─── Extracted information ───

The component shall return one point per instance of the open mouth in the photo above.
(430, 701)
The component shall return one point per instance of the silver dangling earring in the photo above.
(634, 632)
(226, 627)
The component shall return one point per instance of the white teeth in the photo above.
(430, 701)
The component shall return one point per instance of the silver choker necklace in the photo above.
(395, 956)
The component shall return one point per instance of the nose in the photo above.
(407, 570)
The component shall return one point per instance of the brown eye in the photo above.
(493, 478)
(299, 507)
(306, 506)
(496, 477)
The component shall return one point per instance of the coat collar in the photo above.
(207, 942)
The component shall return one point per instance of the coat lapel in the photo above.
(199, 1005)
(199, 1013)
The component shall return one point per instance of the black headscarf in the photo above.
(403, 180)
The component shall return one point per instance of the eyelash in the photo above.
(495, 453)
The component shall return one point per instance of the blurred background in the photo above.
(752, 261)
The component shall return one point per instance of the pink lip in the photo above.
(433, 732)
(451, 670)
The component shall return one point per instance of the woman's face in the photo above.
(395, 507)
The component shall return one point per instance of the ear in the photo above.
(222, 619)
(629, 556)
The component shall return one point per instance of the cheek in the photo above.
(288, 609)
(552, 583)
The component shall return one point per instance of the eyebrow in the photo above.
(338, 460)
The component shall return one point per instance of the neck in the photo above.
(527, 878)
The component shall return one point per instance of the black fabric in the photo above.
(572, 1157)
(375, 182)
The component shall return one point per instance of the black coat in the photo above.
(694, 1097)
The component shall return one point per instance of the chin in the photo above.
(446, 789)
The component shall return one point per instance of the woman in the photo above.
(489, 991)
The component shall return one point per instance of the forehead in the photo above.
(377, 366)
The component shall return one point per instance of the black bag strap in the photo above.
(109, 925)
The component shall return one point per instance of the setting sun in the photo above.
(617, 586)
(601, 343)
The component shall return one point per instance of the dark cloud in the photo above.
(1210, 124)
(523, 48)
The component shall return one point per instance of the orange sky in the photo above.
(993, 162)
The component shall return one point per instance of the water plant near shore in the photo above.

───

Request:
Scale the point coordinates in the material by 1.5, rounding each result to a whole number with halves rounded up. Write out every line starting at the one containing "earring in the photo above." and ending at the one containing "(199, 1013)", keep all other wording unchanged, and give nothing outside that stretch.

Reply to the exercise:
The component shall return one point per instance of the silver dangling earring in the photo above.
(951, 948)
(339, 941)
The component shall return one point per instance of the white teeth in the photo above.
(645, 1052)
The component shall return one point per instance of the silver choker necklace in the photo above.
(593, 1434)
The component shall return one point per instance of the nose in the photo above.
(611, 855)
The component shall return one point per instance of the brown eye in the photo above.
(740, 717)
(449, 761)
(459, 759)
(744, 716)
The component shall return one point per instance of the coat collar in the photo above.
(311, 1413)
The component shall return one point per instance of the coat lapel in the photo above.
(299, 1508)
(299, 1520)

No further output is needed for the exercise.